▸ **Input data**:
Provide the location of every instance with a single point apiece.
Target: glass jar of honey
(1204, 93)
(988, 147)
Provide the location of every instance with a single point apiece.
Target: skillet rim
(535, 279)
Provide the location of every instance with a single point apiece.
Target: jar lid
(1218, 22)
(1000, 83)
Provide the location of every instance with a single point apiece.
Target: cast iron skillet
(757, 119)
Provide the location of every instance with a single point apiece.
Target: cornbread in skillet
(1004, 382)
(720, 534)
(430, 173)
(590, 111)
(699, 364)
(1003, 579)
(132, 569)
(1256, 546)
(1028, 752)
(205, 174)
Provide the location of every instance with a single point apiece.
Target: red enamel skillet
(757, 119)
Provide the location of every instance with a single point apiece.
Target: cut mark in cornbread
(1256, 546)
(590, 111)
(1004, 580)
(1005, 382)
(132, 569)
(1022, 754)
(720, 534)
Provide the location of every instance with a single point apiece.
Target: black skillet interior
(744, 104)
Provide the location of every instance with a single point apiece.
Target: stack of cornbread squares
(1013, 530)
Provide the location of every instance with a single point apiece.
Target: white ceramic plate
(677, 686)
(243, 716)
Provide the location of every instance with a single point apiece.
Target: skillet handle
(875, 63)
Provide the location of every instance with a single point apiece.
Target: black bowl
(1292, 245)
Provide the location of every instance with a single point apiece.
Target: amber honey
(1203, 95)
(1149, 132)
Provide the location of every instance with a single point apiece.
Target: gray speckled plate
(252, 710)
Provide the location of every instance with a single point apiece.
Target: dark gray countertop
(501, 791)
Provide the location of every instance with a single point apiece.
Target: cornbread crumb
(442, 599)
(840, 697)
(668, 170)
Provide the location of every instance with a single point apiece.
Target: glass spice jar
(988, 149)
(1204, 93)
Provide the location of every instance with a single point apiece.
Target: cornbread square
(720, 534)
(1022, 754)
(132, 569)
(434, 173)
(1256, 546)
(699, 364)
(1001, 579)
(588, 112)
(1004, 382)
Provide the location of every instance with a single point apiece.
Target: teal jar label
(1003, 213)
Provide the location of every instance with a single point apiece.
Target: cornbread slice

* * *

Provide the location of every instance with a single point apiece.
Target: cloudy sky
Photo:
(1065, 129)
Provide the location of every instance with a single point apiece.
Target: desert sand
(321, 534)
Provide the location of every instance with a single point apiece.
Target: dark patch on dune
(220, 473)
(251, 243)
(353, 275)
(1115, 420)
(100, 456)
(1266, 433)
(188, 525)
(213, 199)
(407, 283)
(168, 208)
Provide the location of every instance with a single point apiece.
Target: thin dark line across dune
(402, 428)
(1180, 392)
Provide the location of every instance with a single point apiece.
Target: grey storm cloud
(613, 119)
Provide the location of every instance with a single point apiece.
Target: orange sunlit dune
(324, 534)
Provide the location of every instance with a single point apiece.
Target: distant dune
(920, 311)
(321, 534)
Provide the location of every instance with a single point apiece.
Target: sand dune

--

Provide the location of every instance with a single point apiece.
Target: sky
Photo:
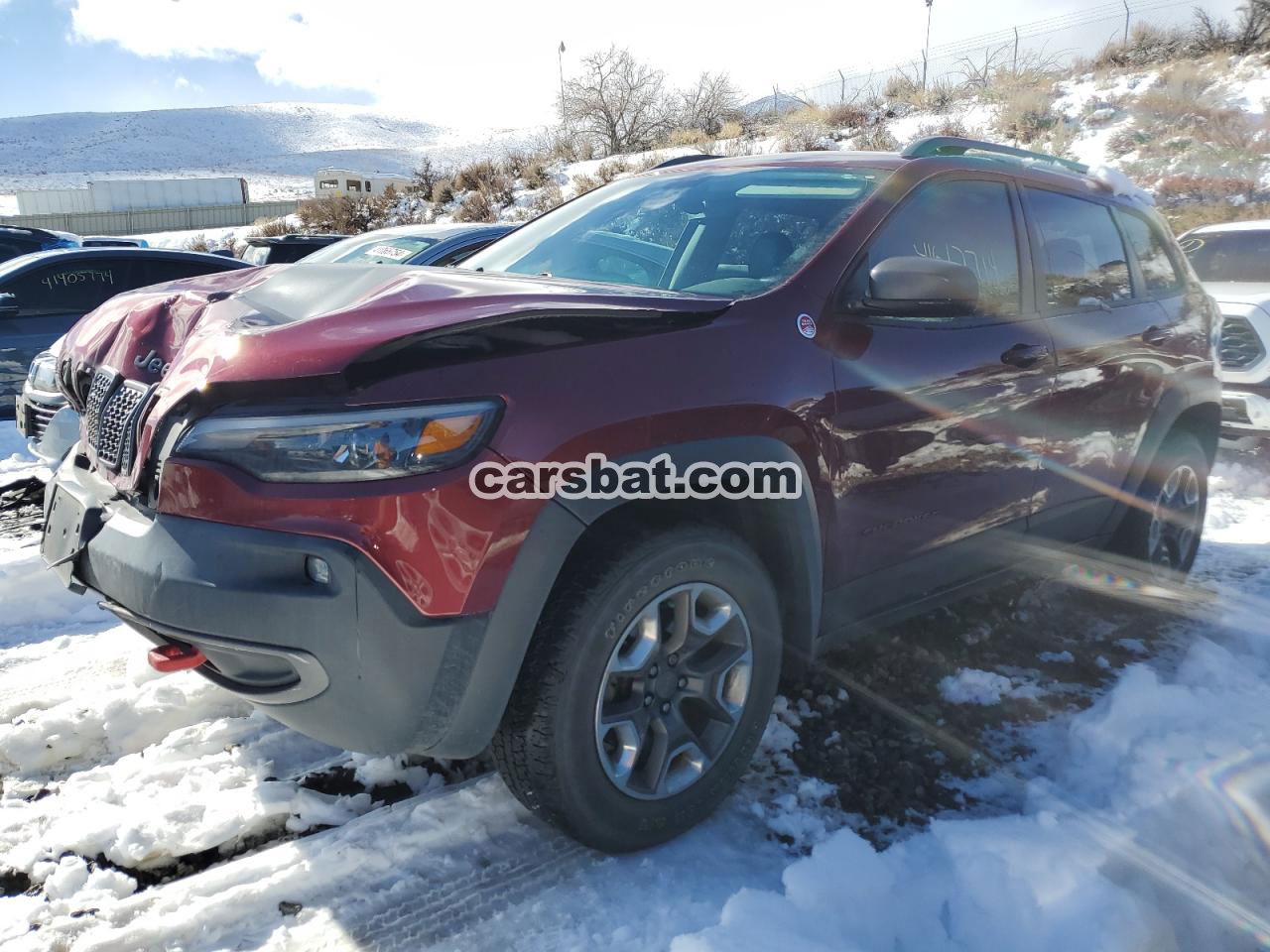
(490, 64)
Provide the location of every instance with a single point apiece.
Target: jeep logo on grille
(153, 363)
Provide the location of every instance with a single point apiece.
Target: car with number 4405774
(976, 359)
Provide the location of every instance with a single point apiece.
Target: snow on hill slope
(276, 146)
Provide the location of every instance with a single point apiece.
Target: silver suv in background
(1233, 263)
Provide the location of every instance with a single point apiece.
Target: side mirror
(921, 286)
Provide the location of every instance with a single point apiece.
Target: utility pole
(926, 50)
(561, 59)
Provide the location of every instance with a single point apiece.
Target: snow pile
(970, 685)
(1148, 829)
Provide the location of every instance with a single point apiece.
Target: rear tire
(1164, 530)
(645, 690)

▸ **What is expected**: Copy out, exactly and alone, the lines of the entries above between the ones holding "Target: distant dune" and "Target: sand dune", inclusive.

▸ **Result of the exercise**:
Target: distant dune
(920, 311)
(321, 534)
Provide the location of every instance with a single point apiece.
Target: sand dune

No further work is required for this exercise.